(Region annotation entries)

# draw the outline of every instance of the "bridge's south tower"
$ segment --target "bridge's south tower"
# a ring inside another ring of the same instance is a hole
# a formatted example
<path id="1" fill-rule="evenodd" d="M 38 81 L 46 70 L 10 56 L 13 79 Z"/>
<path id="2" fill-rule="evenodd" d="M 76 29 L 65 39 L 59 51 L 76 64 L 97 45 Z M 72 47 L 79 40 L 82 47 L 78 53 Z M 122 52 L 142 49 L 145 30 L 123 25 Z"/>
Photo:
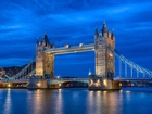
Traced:
<path id="1" fill-rule="evenodd" d="M 118 81 L 114 81 L 115 58 L 107 49 L 115 49 L 115 36 L 107 30 L 106 24 L 103 23 L 102 29 L 94 33 L 94 53 L 96 53 L 96 75 L 89 79 L 89 89 L 119 89 Z"/>
<path id="2" fill-rule="evenodd" d="M 50 43 L 48 36 L 43 35 L 41 41 L 37 40 L 36 45 L 36 76 L 53 77 L 54 74 L 54 55 L 45 53 L 43 51 L 53 48 L 54 45 Z"/>
<path id="3" fill-rule="evenodd" d="M 115 49 L 115 37 L 107 30 L 106 24 L 103 23 L 102 29 L 94 33 L 96 48 L 96 75 L 99 77 L 112 78 L 114 76 L 114 55 L 106 47 Z"/>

▶ [What is needed]: Please arrange every line of the listing above into a Markdown table with two columns, Row and Listing line, numbering the rows and skipping any blank lines. Leave out the pictures.

▶ [The answer]:
| Row | Listing line |
|---|---|
| 1 | # draw the outline of every instance of the "bridge's south tower" |
| 2 | $ segment --target "bridge's south tower" |
| 3 | # a ring inside another ring of the same instance is a hole |
| 4 | # a formatted example |
| 5 | <path id="1" fill-rule="evenodd" d="M 38 81 L 46 70 L 10 56 L 13 79 Z"/> |
| 6 | <path id="2" fill-rule="evenodd" d="M 76 29 L 65 39 L 59 51 L 76 64 L 97 45 Z M 72 47 L 79 40 L 82 47 L 78 53 Z M 122 52 L 142 49 L 145 30 L 123 25 Z"/> |
| 7 | Photo: |
| 8 | Traced: |
| 9 | <path id="1" fill-rule="evenodd" d="M 118 81 L 114 81 L 115 58 L 107 49 L 115 49 L 115 36 L 107 30 L 106 24 L 103 23 L 102 29 L 94 33 L 94 53 L 96 53 L 96 75 L 89 79 L 89 89 L 119 89 Z"/> |
| 10 | <path id="2" fill-rule="evenodd" d="M 50 43 L 48 36 L 43 35 L 41 41 L 37 40 L 36 45 L 36 76 L 53 77 L 54 74 L 54 55 L 45 53 L 43 51 L 53 48 L 54 45 Z"/> |
| 11 | <path id="3" fill-rule="evenodd" d="M 115 49 L 115 37 L 107 30 L 106 24 L 103 23 L 102 29 L 94 33 L 96 48 L 96 75 L 99 77 L 112 78 L 114 76 L 114 55 L 106 47 Z"/> |